▶ **PROBLEM REQUIREMENTS**
Line by line, output the material without altering anything.

▶ **DATA FOR REVIEW**
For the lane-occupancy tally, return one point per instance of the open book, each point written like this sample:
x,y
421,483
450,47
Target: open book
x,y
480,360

▶ **TASK ANSWER**
For the lane-occupancy tally, return one point per instance of the open book, each point written like this sample:
x,y
421,483
450,47
Target: open book
x,y
480,360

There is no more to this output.